- Quoted text -
Begin

I think you just made the argument why content should be separated from pipeline 😀
 
Yes, but then the question becomes how? And even if we can come up with that answer, next is by when?

The only somewhat fast scenario I could see would be Apple buying out DISH and repurposing that as a "bypass the middleman" (cable company) solution to link Apple consumers directly to iCloud. However, 2 issues there: 1) Would there be enough bandwidth to make that work? and 2) What about the rest of the world?

If it would become a scenario of some non-Cable party having to lay wire everywhere, I'd see that as 20-50 years before completion. I don't think there is enough wireless (LTE) spectrum to make this kind of thing go even if there was great motivation.

So the last option is kind of like the battery breakthrough innovation that always gets talked about but never seems to go anywhere: some kind of brand new way to move large amounts of data, probably wirelessly, with a global reach.

All of that is easy to write down but difficult to realize. Nevertheless, I think a big catalyst for some variation of the typical al-a-carte dream is tied to solving the problem of the TV subscription sellers owning the ONE pipe on which some TV Subscription service replacement would entirely depend. As soon as THAT problem gets resolved, then I start believing a real chance at some kind of "new model" could actually come together.
 
Yes, but then the question becomes how? And even if we can come up with that answer, next is by when?

The only somewhat fast scenario I could see would be Apple buying out DISH and repurposing that as a "bypass the middleman" (cable company) solution to link Apple consumers directly to iCloud. However, 2 issues there: 1) Would there be enough bandwidth to make that work? and 2) What about the rest of the world?

If it would become a scenario of some non-Cable party having to lay wire everywhere, I'd see that as 20-50 years before completion. I don't think there is enough wireless (LTE) spectrum to make this kind of thing go even if there was great motivation.

End

- The task -
Answer these about the post on separating content from pipeline:
(a) Which company does the writer picture Apple buying out?
(b) How many years does the writer estimate it would take a non-Cable party to lay wire everywhere?
(c) What does the writer compare the last option to?
The lines after this post are separate material.

- Provided data -

Begin

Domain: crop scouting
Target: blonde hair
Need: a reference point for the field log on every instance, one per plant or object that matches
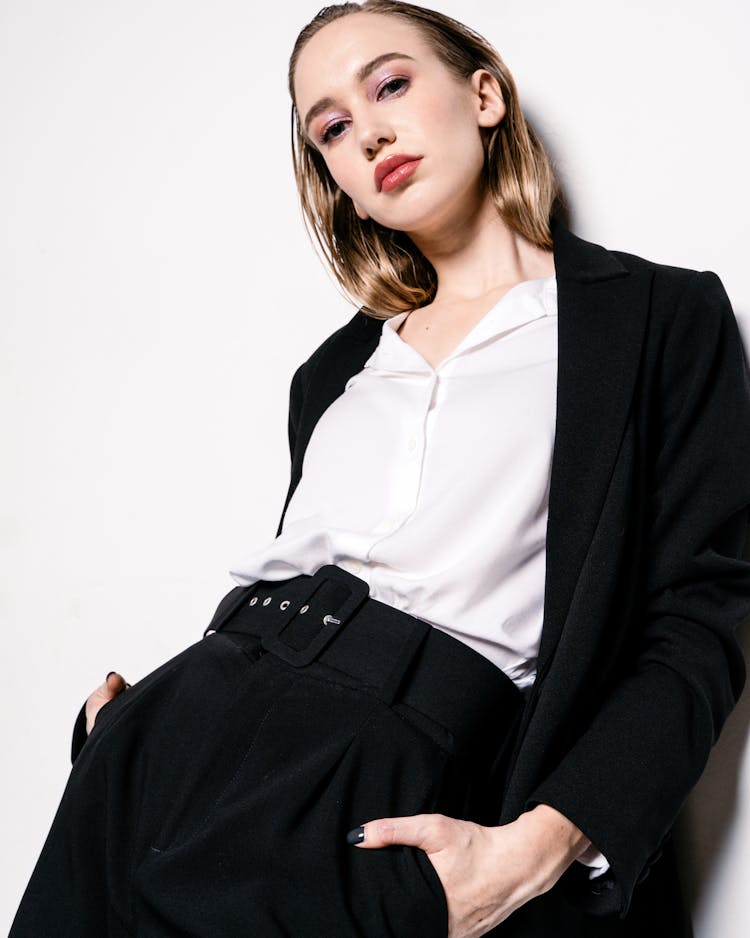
(381, 268)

End

- Response to the task -
(a) DISH
(b) 20-50 years
(c) The battery breakthrough innovation that always gets talked about but never seems to go anywhere